Aim of the task
Rewrite the entries from the line that has "Where can you see the forested" through the end of the entries, changing every "Target" to "Object" and leaving everything else the same.

Provided records
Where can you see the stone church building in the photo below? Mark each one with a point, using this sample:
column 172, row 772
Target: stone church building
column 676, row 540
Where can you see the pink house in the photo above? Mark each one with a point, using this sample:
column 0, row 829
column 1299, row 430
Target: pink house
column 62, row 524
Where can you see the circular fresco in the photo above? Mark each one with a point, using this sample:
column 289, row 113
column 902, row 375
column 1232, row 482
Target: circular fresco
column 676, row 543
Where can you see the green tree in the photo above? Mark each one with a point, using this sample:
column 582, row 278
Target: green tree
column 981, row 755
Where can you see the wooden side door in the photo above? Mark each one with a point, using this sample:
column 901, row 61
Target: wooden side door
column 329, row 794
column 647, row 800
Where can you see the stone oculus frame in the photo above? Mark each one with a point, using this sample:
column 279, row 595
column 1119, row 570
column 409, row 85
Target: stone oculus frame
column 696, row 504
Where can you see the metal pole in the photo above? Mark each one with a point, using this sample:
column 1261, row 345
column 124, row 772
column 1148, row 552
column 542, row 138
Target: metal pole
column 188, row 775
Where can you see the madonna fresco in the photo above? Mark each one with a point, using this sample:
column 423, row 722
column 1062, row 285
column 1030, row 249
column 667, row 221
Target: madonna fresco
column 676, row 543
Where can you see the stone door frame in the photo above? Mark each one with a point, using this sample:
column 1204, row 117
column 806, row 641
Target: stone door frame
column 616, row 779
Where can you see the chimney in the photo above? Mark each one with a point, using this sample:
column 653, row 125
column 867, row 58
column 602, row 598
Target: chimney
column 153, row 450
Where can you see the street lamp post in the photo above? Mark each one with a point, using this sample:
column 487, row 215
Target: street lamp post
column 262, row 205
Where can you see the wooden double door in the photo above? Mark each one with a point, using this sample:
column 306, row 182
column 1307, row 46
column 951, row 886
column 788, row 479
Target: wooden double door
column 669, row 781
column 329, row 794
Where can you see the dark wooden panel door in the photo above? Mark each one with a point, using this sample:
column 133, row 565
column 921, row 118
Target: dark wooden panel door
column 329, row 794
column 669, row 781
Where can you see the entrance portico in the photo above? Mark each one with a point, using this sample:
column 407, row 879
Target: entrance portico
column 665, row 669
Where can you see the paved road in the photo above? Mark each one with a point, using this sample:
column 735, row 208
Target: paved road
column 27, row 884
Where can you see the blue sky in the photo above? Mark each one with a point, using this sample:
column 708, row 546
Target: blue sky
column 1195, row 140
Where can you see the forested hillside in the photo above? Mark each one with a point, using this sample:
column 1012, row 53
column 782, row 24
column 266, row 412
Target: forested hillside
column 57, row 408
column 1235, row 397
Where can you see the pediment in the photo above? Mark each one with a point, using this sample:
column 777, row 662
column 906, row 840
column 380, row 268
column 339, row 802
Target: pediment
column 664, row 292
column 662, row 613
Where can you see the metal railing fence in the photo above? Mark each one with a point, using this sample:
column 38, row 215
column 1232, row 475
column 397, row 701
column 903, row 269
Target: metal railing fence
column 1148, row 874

Answer for the task
Where can you see the forested hillside in the photo above? Mark each one with a point, using this sample:
column 1012, row 53
column 782, row 24
column 266, row 412
Object: forested hillside
column 57, row 408
column 1235, row 397
Where can you see the pediment in the photo above? Mark each one with a point, using this sample:
column 777, row 662
column 906, row 840
column 380, row 268
column 339, row 802
Object: pediment
column 664, row 292
column 662, row 613
Where can you see the metal railing fence in the photo above? Mark each one with a point, using this sample:
column 38, row 215
column 1232, row 475
column 397, row 701
column 903, row 269
Object: metal railing fence
column 1148, row 874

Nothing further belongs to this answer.